== The problem ==
Please give back, exactly as written, only the line containing "Where can you find the pendant" and every line after it until the data below ends.

== Data shown ==

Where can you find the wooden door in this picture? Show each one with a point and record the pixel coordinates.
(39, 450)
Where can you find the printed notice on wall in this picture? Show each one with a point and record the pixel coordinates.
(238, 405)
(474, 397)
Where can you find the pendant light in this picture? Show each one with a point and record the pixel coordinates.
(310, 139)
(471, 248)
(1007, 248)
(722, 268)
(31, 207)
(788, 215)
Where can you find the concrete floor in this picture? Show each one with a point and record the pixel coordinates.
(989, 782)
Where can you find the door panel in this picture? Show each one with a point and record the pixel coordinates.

== Answer to the exercise ==
Where can you find the pendant light in this picture? Show each one with a point and record the pixel coordinates.
(310, 139)
(471, 248)
(1007, 248)
(722, 268)
(31, 207)
(788, 215)
Where can you find the concrete floor in this picture? Show each one with a point and record the pixel coordinates.
(989, 782)
Where can you find the door panel in this picture? Show each one with a point and record the pixel coordinates.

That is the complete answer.